(Natural language region descriptions)
########################################

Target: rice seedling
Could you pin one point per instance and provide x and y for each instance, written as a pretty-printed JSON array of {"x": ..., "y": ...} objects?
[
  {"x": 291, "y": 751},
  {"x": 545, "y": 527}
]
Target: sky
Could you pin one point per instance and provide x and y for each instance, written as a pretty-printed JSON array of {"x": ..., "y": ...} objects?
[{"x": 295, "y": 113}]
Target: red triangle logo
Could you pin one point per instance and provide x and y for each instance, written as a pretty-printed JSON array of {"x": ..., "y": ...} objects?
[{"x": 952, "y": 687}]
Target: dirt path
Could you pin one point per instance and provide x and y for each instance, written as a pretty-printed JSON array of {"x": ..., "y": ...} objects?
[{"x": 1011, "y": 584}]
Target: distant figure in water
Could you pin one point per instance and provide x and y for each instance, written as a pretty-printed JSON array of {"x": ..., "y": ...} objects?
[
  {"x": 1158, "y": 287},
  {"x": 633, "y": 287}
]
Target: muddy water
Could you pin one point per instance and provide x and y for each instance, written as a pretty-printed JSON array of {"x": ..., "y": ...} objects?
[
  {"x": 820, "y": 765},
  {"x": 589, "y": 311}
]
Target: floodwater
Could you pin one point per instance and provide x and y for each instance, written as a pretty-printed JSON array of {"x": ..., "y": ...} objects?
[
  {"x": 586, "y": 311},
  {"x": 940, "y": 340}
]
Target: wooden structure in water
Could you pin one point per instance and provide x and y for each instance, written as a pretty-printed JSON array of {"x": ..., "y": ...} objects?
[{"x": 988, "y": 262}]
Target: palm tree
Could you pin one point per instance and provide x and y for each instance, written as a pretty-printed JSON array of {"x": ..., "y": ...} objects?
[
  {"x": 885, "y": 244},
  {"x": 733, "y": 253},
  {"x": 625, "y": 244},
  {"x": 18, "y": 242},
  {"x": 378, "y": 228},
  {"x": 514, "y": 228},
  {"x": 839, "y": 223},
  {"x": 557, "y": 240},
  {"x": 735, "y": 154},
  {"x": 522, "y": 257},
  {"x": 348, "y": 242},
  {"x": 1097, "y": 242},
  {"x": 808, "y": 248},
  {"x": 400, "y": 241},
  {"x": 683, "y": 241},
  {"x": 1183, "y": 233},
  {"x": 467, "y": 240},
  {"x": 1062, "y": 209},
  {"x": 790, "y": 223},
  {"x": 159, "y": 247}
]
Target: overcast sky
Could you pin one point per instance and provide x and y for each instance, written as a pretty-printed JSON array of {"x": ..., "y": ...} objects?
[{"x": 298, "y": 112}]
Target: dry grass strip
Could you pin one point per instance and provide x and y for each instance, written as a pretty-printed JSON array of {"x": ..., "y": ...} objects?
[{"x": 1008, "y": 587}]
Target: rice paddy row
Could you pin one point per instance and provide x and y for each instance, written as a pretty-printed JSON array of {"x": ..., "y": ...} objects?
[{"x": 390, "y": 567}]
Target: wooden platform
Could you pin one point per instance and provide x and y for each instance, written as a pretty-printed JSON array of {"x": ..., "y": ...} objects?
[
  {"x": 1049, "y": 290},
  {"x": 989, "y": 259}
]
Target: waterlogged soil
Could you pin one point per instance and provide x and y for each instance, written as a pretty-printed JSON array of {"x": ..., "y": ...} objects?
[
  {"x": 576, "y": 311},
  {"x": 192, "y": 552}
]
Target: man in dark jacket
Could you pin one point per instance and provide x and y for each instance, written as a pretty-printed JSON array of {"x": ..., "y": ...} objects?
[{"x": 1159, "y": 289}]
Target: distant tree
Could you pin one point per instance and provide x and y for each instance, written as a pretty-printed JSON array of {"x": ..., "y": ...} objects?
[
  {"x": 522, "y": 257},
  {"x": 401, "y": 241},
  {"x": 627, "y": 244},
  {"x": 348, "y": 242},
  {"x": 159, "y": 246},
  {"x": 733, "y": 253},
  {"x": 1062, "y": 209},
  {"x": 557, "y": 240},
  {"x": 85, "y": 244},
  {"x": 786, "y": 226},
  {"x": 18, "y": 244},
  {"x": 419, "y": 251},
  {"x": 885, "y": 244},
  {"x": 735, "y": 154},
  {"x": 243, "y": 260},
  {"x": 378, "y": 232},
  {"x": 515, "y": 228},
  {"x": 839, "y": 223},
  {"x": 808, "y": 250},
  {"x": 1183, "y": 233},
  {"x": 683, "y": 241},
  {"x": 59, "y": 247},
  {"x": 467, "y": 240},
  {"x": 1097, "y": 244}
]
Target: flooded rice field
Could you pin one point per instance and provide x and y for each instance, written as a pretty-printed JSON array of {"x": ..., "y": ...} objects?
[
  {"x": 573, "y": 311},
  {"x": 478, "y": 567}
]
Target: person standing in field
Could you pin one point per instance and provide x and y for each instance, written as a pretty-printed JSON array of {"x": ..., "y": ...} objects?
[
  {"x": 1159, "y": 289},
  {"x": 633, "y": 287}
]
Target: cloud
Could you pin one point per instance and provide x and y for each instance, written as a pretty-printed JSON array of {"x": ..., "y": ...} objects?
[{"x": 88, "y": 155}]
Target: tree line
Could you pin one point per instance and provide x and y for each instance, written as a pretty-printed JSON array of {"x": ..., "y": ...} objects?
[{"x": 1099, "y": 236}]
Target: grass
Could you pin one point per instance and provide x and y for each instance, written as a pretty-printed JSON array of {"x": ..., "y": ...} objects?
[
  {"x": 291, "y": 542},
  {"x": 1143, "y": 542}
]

########################################

WHAT TO WORK ON →
The records above are to be written out again word for word.

TASK OUTPUT →
Target: rice seedling
Could you pin one point per instance and provide x and y for each instance, written as a pretty-printed JSON array of {"x": ..., "y": ...} objects?
[
  {"x": 291, "y": 751},
  {"x": 545, "y": 527}
]
Target: sky
Could you pin one point per instance and provide x and y for each instance, written as a pretty-printed JSON array of {"x": ..., "y": ...} objects?
[{"x": 295, "y": 113}]
Target: red triangle logo
Could you pin one point per instance and provide x and y for each instance, written as a pretty-printed JSON array of {"x": ..., "y": ...} objects?
[{"x": 952, "y": 687}]
Target: dirt path
Could you pin one point per instance and provide x and y for each instance, written as a pretty-printed JSON array of {"x": ..., "y": ...} objects?
[{"x": 1011, "y": 584}]
Target: distant figure in water
Could you pin one point per instance and provide x and y for each instance, written as a pretty-printed JSON array of {"x": ..., "y": ...} objects?
[
  {"x": 1158, "y": 287},
  {"x": 633, "y": 287}
]
Target: muddy water
Could you pin one point per instance and provide x and y for each instance, written as a pretty-printed JSON array of {"x": ..., "y": ...} objects?
[
  {"x": 820, "y": 765},
  {"x": 589, "y": 311}
]
Target: floodwater
Could you pin one point per instance and provide x and y for each instance, written as a pretty-printed JSON array of {"x": ..., "y": ...} objects?
[
  {"x": 586, "y": 311},
  {"x": 940, "y": 340}
]
Target: wooden structure in water
Could you pin one point per instance and provide x and y for each instance, written as a pretty-printed JSON array of {"x": ..., "y": ...} objects?
[{"x": 988, "y": 262}]
Target: palm tree
Could you pin one point per instance and provide x and y for each instance, written as a pretty-printed JSON array of {"x": ..., "y": ...} objects?
[
  {"x": 885, "y": 244},
  {"x": 733, "y": 253},
  {"x": 625, "y": 244},
  {"x": 18, "y": 242},
  {"x": 378, "y": 228},
  {"x": 514, "y": 228},
  {"x": 839, "y": 223},
  {"x": 557, "y": 240},
  {"x": 735, "y": 154},
  {"x": 522, "y": 257},
  {"x": 348, "y": 242},
  {"x": 1097, "y": 242},
  {"x": 808, "y": 248},
  {"x": 400, "y": 241},
  {"x": 683, "y": 241},
  {"x": 1183, "y": 233},
  {"x": 467, "y": 240},
  {"x": 1062, "y": 209},
  {"x": 790, "y": 223},
  {"x": 159, "y": 247}
]
Target: overcast sky
Could you pin one point per instance and provide x and y for each instance, written as a pretty-printed JSON array of {"x": ..., "y": ...} objects?
[{"x": 298, "y": 112}]
Target: dry grass strip
Could you pin one point per instance and provide x and y for each instance, written as a pretty-printed JSON array of {"x": ..., "y": ...} objects?
[{"x": 1008, "y": 587}]
Target: rice paddy row
Could you pin one point per instance and provide x and y for each instance, written as a pretty-printed JSON array of {"x": ..., "y": ...} objects?
[{"x": 390, "y": 567}]
Target: wooden platform
Could you pin one point per instance and provide x and y for each instance, written as a pretty-printed JSON array of {"x": ..., "y": ...} objects?
[
  {"x": 1049, "y": 290},
  {"x": 989, "y": 259}
]
Target: waterlogged soil
Could you pin one point per instance and provide x and y for each instance, written as a pretty-printed JSON array of {"x": ..., "y": ...} objects?
[
  {"x": 576, "y": 311},
  {"x": 192, "y": 552}
]
Target: man in dark jacket
Could you pin one point per instance and provide x and y for each instance, written as a pretty-printed JSON array of {"x": ..., "y": ...} objects?
[{"x": 1159, "y": 289}]
Target: distant tree
Could you pin one point per instance and provide x and y for each instance, written as a pretty-printed JSON array of {"x": ..., "y": ...} objects?
[
  {"x": 522, "y": 257},
  {"x": 401, "y": 241},
  {"x": 627, "y": 244},
  {"x": 348, "y": 242},
  {"x": 159, "y": 246},
  {"x": 733, "y": 253},
  {"x": 1062, "y": 209},
  {"x": 557, "y": 240},
  {"x": 85, "y": 244},
  {"x": 786, "y": 226},
  {"x": 18, "y": 244},
  {"x": 419, "y": 251},
  {"x": 885, "y": 244},
  {"x": 735, "y": 154},
  {"x": 243, "y": 260},
  {"x": 378, "y": 232},
  {"x": 515, "y": 228},
  {"x": 839, "y": 223},
  {"x": 808, "y": 250},
  {"x": 1183, "y": 233},
  {"x": 683, "y": 241},
  {"x": 59, "y": 247},
  {"x": 467, "y": 240},
  {"x": 1097, "y": 244}
]
Target: flooded rice field
Could you pin one point per instance and provide x and y for each instance, written as a pretty-printed JSON array of {"x": ..., "y": ...} objects?
[
  {"x": 573, "y": 311},
  {"x": 478, "y": 567}
]
Target: person standing in field
Could you pin one point per instance and provide x and y for each instance, written as a pretty-printed JSON array of {"x": ..., "y": ...} objects?
[
  {"x": 1159, "y": 289},
  {"x": 633, "y": 287}
]
Target: cloud
Could you pin one point per instance and provide x and y for each instance, written as a pretty-printed JSON array of {"x": ..., "y": ...} objects?
[{"x": 88, "y": 155}]
Target: tree line
Could you pin one point per instance and provide x and y for each instance, written as a pretty-printed JSON array of {"x": ..., "y": ...} objects?
[{"x": 1099, "y": 236}]
Target: grass
Could you pin one point per instance and provide x and y for each instance, written as a pretty-printed JSON array of {"x": ..., "y": ...} objects?
[
  {"x": 291, "y": 542},
  {"x": 1143, "y": 542}
]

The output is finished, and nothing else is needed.